EXCERPTED TEXT:
__________________________________________________

Why does general_work return large number?

Dear All,

I have built a block that uses single input sample to produce a single
output sample. The weird thing that general_work in gr_block returns a
number around 4095, 4096. any interpretation or solution for this?

Thanks a lot.

Zohair

On Sat, Jun 05, 2010 at 02:23:21PM +0100, Zohair M. Abu Shaban wrote:

Dear All,

I have built a block that uses single input sample to produce a
single output sample. The weird thing that general_work in gr_block
returns a number around 4095, 4096. any interpretation or solution
for this?

First off, why do you think that this is a problem?

You block should be written such that it produces the number of output
items that is requested. It sounds like the block is doing that.

There are many 100’s of examples of blocks in the code base.
If you haven’t already, please read:

http://www.gnu.org/software/gnuradio/doc/howto-write-a-block.html

It’s somewhat out of date, but the fundamentals are correct.

Eric

Hi Eric,

I have read what you recommended but still haven’t understood what the
significance of this number is. I have another block that generates a
vector of 4 elements and the noutput_items is almost 1/4 the number of
first block. Any further help please?

Thanks again,

Zohair

On Wed, Jun 09, 2010 at 11:57:24AM +0100, Zohair M. Abu Shaban wrote:

Hi Eric,

I have read what you recommended but still haven’t understood what
the significance of this number is. I have another block that
generates a vector of 4 elements and the noutput_items is almost 1/4
the number of first block. Any further help please?

Thanks again,
Zohair

The numbers are choosen by the GNU Radio runtime system. They may
vary over time and are dependent on the amount of buffer space
allocated by the runtime and the rates of production upstream and
consumption downstream. The values are choosen by a heuristic
designed to optimized throughput.

If your block is properly written, it will respond appropriately to
any value of noutput_items.

I’m not sure that I’ve answered your real question. I suspect that
you may be somewhat unclear about the nature of the streaming data
flow model that’s used in GNU Radio.

Eric

OK Eric. from what you’ve said I can understand that we cannot control
noutput_items. All what we can do is return it from general_work(). It’s
solely for coordination issues and the runtime system takes control over
it.

Thanks.

__________________________________________________

DATA SUPPLIED:
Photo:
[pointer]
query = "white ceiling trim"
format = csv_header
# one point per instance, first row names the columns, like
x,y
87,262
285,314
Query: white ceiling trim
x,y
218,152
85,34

__________________________________________________

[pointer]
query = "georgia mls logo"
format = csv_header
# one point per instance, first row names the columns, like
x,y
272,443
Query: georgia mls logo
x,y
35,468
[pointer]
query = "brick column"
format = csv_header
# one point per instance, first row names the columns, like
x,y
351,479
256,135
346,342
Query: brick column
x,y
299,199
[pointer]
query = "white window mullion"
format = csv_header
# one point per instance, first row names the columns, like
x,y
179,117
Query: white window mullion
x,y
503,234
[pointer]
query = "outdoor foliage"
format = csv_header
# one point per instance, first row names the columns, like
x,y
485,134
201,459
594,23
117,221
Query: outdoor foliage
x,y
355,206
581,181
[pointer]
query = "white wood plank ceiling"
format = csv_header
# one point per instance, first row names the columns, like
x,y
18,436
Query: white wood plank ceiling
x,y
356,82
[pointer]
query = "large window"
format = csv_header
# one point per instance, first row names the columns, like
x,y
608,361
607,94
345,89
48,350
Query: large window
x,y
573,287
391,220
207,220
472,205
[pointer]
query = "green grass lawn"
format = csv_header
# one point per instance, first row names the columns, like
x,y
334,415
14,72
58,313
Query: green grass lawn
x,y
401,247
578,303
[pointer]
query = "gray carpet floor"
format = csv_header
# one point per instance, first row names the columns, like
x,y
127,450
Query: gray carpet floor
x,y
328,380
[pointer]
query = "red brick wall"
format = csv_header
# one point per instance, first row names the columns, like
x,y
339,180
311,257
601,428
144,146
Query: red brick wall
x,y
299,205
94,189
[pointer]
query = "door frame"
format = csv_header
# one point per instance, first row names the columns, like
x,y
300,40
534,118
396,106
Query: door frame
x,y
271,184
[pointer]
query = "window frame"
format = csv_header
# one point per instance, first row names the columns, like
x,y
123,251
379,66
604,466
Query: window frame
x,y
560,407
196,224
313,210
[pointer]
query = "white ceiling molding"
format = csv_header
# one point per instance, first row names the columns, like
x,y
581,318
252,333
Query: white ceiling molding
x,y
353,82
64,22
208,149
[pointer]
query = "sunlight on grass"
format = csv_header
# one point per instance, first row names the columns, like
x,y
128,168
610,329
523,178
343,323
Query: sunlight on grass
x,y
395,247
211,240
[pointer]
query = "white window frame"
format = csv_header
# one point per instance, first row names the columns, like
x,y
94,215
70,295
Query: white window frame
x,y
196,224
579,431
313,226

__________________________________________________

REQUIREMENTS:
• a. Transcribe the thread about general_work from "If your block" up to and including "in GNU Radio.".
• b. In the thread about general_work, what does Eric say the numbers chosen by the GNU Radio runtime system depend on?
Neither listing has any bearing on this work.

RESPONSES PER TASK:
• a.
If your block is properly written, it will respond appropriately to
any value of noutput_items.

I’m not sure that I’ve answered your real question. I suspect that
you may be somewhat unclear about the nature of the streaming data
flow model that’s used in GNU Radio.

• b. They depend on the amount of buffer space allocated by the runtime and on the rates of production upstream and consumption downstream.